EXERCISES TO COMPLETE >>
A: In the film excerpt, who played the solo piano part in the music score?
B: Print the stretch of the film excerpt from "The music score, written" through "on the screen.".

==== TEXT EXCERPT ====

The film's controversial subject and the extremely harsh reception by critics effectively destroyed Powell's career as a director in the United Kingdom. However, it attracted a cult following, and in later years, it has been re-evaluated and is now considered a masterpiece.
The music score, written by Brian Easdale, contains a challenging part for solo piano, which was played by the Australian virtuoso Gordon Watson.
==Plot==

Mark Lewis meets Dora, a prostitute, covertly filming her with a camera hidden under his coat. Shown from the point of view of the camera viewfinder, tension builds as he follows the woman into her home, murders her and later watches the film in his den as the credits roll on the screen.
Lewis is a member of a film crew who aspires to become a filmmaker himself. He also works part-time photographing soft-porn pin-up pictures of women, sold under the counter. He is a shy, reclusive young man who hardly ever socialises outside of his workplace. He lives in the house of his late father, renting most of it via an agent, while posing as a tenant himself. Helen, a sweet-natured young woman who lives with her blind mother in the flat below his, befriends him out of curiosity after he has been discovered spying on her 21st birthday party.
Mark reveals to Helen through home movies taken by his father that, as a child, he was used as a guinea pig for his father's psychological experiments on fear and the nervous system. Mark's father would study his son's reaction to various stimuli, such as lizards he put on his bed and would film the boy in all sorts of situations, even going as far as recording his son's reactions as he sat with his mother on her deathbed. He kept his son under constant watch and even wired all the rooms so that he could spy on him. Mark's father's studies enhanced his reputation as a renowned psychologist.
Mark arranges with Vivian, a stand-in at the studio, to make a film after the set is closed; he then kills her and stuffs her into a prop trunk. The body is discovered later during shooting by a female cast member who has already antagonised the director by fainting for real at points which are not in the script. The police link the two murders and notice that each victim died with a look of utter terror on her face. They interview everyone on the set, including Mark, who always keeps his camera running, claiming that he is making a documentary.

==== SUPPLIED INFORMATION ====

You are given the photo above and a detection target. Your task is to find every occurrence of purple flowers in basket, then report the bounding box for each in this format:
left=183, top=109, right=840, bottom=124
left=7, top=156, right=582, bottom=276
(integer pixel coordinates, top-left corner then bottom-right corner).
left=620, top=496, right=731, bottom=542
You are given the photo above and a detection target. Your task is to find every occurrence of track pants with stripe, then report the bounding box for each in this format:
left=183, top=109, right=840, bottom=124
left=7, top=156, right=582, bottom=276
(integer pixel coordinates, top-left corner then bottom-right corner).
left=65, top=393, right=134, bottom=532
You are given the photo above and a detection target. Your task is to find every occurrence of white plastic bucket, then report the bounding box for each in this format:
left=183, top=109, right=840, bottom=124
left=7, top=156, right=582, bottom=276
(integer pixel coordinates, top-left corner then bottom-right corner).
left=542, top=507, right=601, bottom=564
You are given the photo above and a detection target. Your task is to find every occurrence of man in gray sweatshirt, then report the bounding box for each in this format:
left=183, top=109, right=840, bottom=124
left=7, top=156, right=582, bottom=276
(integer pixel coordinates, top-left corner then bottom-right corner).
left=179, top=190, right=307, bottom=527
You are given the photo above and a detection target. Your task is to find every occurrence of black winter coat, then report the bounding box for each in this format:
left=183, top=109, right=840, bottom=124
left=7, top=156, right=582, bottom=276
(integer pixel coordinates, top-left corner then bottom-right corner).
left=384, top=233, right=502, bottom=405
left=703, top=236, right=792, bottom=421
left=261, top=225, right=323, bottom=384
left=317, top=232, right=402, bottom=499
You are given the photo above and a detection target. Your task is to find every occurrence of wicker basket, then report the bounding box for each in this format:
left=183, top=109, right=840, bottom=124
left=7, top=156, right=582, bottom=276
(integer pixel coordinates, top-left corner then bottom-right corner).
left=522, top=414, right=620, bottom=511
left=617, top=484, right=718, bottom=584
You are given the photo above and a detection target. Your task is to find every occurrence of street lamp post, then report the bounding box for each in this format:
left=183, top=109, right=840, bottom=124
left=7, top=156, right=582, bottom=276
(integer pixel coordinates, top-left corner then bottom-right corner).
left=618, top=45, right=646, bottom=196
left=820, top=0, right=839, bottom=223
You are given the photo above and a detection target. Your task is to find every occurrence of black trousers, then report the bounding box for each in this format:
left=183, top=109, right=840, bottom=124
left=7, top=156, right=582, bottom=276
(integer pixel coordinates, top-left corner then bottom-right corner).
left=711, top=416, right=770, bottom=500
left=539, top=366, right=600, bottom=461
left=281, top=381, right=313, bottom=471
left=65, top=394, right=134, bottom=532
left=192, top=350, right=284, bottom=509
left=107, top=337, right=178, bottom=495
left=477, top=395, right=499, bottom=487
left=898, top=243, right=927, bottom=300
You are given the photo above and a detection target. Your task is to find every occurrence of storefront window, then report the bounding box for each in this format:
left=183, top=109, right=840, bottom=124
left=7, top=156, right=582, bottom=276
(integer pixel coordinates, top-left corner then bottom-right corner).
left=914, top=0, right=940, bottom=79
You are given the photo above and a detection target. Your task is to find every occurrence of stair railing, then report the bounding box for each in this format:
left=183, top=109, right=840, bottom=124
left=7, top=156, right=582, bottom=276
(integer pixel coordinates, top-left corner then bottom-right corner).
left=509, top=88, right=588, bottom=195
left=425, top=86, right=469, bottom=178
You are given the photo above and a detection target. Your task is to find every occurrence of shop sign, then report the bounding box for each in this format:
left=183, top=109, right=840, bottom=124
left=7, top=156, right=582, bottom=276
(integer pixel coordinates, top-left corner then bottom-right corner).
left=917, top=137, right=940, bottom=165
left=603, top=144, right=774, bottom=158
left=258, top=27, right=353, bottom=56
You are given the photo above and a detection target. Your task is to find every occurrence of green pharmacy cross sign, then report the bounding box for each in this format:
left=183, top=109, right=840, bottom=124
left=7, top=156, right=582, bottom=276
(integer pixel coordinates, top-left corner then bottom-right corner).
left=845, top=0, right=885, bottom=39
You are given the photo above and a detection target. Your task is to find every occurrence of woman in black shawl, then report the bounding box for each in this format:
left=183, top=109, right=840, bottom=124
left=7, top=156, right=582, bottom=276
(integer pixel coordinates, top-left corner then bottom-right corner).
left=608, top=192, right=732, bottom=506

====

RESULTS OF THE EXERCISE >>
A: The Australian virtuoso Gordon Watson played it.

B:
The music score, written by Brian Easdale, contains a challenging part for solo piano, which was played by the Australian virtuoso Gordon Watson.
==Plot==

Mark Lewis meets Dora, a prostitute, covertly filming her with a camera hidden under his coat. Shown from the point of view of the camera viewfinder, tension builds as he follows the woman into her home, murders her and later watches the film in his den as the credits roll on the screen.